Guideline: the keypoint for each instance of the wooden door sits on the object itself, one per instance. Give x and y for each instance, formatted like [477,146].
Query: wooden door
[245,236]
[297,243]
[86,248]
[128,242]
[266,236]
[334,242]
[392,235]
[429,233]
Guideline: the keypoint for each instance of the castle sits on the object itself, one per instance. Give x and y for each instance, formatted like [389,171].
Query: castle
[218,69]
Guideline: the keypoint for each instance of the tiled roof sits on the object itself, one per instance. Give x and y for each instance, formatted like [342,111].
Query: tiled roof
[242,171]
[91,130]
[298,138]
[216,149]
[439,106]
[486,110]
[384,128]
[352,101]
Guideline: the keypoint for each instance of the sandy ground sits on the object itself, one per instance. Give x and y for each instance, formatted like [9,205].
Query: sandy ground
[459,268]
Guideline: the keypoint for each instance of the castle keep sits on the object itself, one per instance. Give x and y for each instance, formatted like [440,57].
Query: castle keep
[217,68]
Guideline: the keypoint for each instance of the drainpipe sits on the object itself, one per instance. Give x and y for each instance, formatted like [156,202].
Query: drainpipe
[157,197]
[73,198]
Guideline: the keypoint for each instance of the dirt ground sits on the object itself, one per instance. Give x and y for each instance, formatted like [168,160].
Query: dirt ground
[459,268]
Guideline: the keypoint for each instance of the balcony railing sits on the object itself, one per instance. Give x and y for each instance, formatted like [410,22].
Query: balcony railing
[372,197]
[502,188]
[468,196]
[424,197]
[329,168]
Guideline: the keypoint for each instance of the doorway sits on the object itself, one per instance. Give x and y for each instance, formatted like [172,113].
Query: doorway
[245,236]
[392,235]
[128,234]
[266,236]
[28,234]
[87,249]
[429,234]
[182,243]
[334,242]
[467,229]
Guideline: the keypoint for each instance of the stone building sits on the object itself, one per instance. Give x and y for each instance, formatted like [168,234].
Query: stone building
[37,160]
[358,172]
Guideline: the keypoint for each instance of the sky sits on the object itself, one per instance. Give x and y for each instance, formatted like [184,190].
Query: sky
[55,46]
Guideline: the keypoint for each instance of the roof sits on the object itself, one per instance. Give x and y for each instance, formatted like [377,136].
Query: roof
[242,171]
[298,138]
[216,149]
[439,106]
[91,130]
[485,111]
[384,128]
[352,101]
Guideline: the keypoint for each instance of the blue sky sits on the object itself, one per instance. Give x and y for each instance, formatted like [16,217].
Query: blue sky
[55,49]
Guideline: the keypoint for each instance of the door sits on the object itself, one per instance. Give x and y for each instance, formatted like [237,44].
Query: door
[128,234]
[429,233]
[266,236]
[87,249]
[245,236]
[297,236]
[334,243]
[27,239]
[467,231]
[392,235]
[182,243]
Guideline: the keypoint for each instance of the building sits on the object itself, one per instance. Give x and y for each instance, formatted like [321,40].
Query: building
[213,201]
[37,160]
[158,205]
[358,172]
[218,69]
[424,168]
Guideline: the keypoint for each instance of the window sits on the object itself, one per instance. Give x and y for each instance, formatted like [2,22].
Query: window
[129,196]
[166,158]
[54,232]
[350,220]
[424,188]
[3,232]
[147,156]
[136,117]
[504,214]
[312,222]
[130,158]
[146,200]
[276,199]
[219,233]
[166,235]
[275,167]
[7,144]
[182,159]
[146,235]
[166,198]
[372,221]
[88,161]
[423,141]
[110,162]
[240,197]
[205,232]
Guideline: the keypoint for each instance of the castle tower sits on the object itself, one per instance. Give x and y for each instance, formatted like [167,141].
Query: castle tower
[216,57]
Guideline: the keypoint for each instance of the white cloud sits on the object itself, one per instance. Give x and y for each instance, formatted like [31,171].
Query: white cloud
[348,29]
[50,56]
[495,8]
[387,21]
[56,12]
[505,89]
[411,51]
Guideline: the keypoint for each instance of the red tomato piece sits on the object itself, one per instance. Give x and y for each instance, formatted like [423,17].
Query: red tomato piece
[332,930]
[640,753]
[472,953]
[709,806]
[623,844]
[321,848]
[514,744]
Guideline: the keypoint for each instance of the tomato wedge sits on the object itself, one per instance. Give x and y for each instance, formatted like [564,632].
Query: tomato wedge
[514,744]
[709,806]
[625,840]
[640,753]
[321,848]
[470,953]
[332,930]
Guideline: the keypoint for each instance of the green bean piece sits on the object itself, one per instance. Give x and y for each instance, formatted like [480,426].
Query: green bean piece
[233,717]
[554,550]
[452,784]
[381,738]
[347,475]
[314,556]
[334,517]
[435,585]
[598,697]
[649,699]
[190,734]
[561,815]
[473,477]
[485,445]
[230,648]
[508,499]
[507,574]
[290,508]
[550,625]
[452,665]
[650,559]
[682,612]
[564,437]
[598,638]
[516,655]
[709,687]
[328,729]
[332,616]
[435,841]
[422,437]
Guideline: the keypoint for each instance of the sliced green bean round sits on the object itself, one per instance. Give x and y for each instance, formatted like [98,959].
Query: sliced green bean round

WHAT IS ASKED — Print the listing above in full, exactly as it is.

EXERCISE SOLUTION —
Guideline: the keypoint for each instance of the wooden door sits on the object itself, one per instance. Give x and y for each instance, formatted like [477,146].
Query: wooden door
[245,236]
[297,243]
[86,248]
[128,242]
[266,236]
[334,242]
[392,235]
[429,233]
Guideline: the keypoint for each instance of the castle sits on the object itself, one per instance. Give x and y for each instance, formatted like [389,171].
Query: castle
[218,69]
Guideline: the keypoint for each instance of the tiled roof sits on the object itself, one per instance. Give x and y for each instance, formatted like [342,111].
Query: tiled roof
[242,171]
[91,130]
[298,138]
[216,149]
[439,106]
[486,110]
[384,128]
[352,101]
Guideline: the keypoint for each instance of the sandy ground sits on the object itself, one per instance. Give x and y for each instance, formatted like [9,205].
Query: sandy ground
[459,268]
Guideline: the keypoint for each instance of the castle keep sits on the object itself, one per instance. Give x and y for each instance, formatted like [440,57].
Query: castle keep
[217,68]
Guideline: the keypoint for each instance of the drainpipe sits on the object itself, one per instance. Give x and y for each instance, formatted like [156,202].
Query: drainpipe
[157,197]
[73,198]
Guideline: the keypoint for each instance of the dirt ground sits on the object itself, one per instance. Give x and y for each instance, formatted like [168,160].
Query: dirt ground
[459,268]
Guideline: the keypoint for each instance of the balcony railing sits on the object itself, one per instance. Give x and y for each instance, formatted like [410,22].
Query: balcony railing
[372,197]
[502,188]
[468,196]
[424,197]
[329,168]
Guideline: the keypoint for each instance of the doorway sits on the object itself, one per instance. Give x and y for each instance, formatted like [172,113].
Query: doorway
[245,236]
[392,235]
[128,234]
[266,236]
[28,234]
[87,249]
[429,234]
[182,243]
[334,242]
[467,229]
Guideline: the keypoint for each instance of the stone building sits on the object itself, one per instance. Give x and y for each instance, formatted like [168,234].
Query: stone building
[37,160]
[358,172]
Guideline: the keypoint for each instance of the sky sits on the object itself, one per instance. Give x and y for each instance, formatted like [184,190].
Query: sky
[55,46]
Guideline: the keypoint for each instance of the roof sits on the object itself, one per instance. Give x and y for each instance, formatted like [377,136].
Query: roof
[242,171]
[298,138]
[216,149]
[439,106]
[91,130]
[485,111]
[384,128]
[352,101]
Guideline: the keypoint for each instance of the blue sky sits on the object itself, one per instance. Give x and y for each instance, formatted like [16,217].
Query: blue sky
[55,49]
Guideline: the keypoint for each instance of the door sits on the object itself, one per instance. Give x and y for each instance, formatted like [237,44].
Query: door
[128,234]
[429,233]
[266,236]
[87,249]
[245,236]
[297,236]
[334,243]
[27,239]
[467,231]
[392,235]
[182,243]
Guideline: the keypoint for each instance of the building sits on the object itself, one per instance. Give x and y for each instance, formatted like [321,40].
Query: building
[213,201]
[37,160]
[158,205]
[358,172]
[218,69]
[424,168]
Guideline: the keypoint for each instance of the window sits on the object itself, one per instance. Give x and y for each instance, formatted like [2,22].
Query: window
[129,196]
[166,158]
[54,232]
[350,220]
[424,188]
[3,232]
[147,156]
[136,117]
[504,214]
[312,222]
[130,158]
[146,200]
[276,199]
[219,233]
[166,235]
[275,167]
[7,144]
[182,159]
[146,235]
[166,198]
[372,221]
[88,161]
[423,141]
[110,162]
[240,197]
[205,232]
Guideline: the keypoint for each instance of the castle tower sits on the object itself, one per instance. Give x and y for each instance, formatted like [167,141].
Query: castle tower
[216,57]
Guideline: the keypoint for each instance of the white cloud sits on the object itself, one per instance. Give x and y for each instance, formatted like [31,171].
Query: white cloud
[348,29]
[50,56]
[495,8]
[387,21]
[56,12]
[505,89]
[411,51]
Guideline: the keypoint for each instance of the red tomato piece sits on the object itself, one per instance. Give x and y for each instance, formatted like [423,17].
Query: red tomato piece
[332,930]
[640,753]
[472,953]
[709,806]
[623,844]
[321,848]
[514,744]
Guideline: the keypoint for each instance of the tomato wedge sits on the object itself, one per instance. Give x and y for each instance, formatted like [564,632].
Query: tomato wedge
[514,744]
[709,806]
[625,840]
[640,753]
[321,848]
[470,953]
[332,930]
Guideline: the keypoint for each instance of the green bean piece sits on the object itself, one per instance. Give x and y for each instance, formatted like [480,426].
Query: green bean piece
[233,717]
[554,550]
[452,784]
[381,738]
[347,475]
[314,556]
[334,517]
[435,585]
[598,697]
[649,699]
[190,734]
[561,815]
[473,477]
[485,445]
[230,648]
[508,499]
[507,574]
[290,508]
[550,625]
[452,665]
[650,559]
[682,612]
[564,437]
[598,638]
[516,655]
[709,687]
[328,729]
[332,616]
[435,841]
[422,437]
Guideline: the keypoint for each instance of the sliced green bean round sits on the object itself, one per instance. Give x and y for each instance, formatted like [98,959].
Query: sliced green bean round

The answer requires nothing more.